[Server-devel] Best XSCE strategy for us in Pacific with XO-1.5 2GB Testing XSCE 3 on XO 1.5 2GB os855

George Hunt georgejhunt at gmail.com
Wed Jun 19 05:25:55 EDT 2013


Thanks James. I always learn a lot from your communications.


On Tue, Jun 18, 2013 at 7:34 PM, James Cameron <quozl at laptop.org> wrote:

> G'day George,
>
> On Tue, Jun 18, 2013 at 12:27:08PM -0400, George Hunt wrote:
> > I followed the suggestions at
> http://wiki.laptop.org/go/Release_notes/10.1.0#
> > External_SD -- substituting 31035o1.zd for the earlier OS64.
> >
> > devalias fsdisk /sd/disk at 1:0
> > fs-update u:\os64.zd
>
> I've changed the instructions to read
>
>     devalias fsdisk ext:0
>
> because it is easier to type, and does the same thing.

- _Problems to work on_:
1 > According to the mailing list message, why did James Cameron change the instructions to read "devalias fsdisk ext:0"? Answer in one to three sentences.
2 > Write out the part of the mailing list message between "Thanks James. I" and "the earlier OS64.", inclusive.
The listing has no connection to the mailing list message.

- _Extracted entries_:
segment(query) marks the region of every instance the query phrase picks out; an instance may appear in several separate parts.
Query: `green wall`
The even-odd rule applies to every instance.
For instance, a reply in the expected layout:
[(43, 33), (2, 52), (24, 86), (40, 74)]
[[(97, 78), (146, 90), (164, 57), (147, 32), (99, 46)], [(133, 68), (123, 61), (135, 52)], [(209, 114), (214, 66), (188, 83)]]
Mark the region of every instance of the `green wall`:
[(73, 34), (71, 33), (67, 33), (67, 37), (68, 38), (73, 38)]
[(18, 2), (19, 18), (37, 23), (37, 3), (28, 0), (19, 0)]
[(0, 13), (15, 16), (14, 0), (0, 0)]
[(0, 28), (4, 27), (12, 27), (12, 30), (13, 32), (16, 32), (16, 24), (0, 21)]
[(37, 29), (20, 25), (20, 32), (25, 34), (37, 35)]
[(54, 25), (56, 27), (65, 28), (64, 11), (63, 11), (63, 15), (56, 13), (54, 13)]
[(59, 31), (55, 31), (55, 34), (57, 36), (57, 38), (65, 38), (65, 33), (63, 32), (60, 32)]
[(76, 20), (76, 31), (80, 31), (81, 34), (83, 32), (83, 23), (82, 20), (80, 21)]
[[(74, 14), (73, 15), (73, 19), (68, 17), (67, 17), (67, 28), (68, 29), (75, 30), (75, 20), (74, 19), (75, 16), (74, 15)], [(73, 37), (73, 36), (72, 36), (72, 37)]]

- _Results in order_:
1 > He changed them because "devalias fsdisk ext:0" is easier to type, and it does the same thing.

2 >
Thanks James. I always learn a lot from your communications.


On Tue, Jun 18, 2013 at 7:34 PM, James Cameron <quozl at laptop.org> wrote:

> G'day George,
>
> On Tue, Jun 18, 2013 at 12:27:08PM -0400, George Hunt wrote:
> > I followed the suggestions at
> http://wiki.laptop.org/go/Release_notes/10.1.0#
> > External_SD -- substituting 31035o1.zd for the earlier OS64.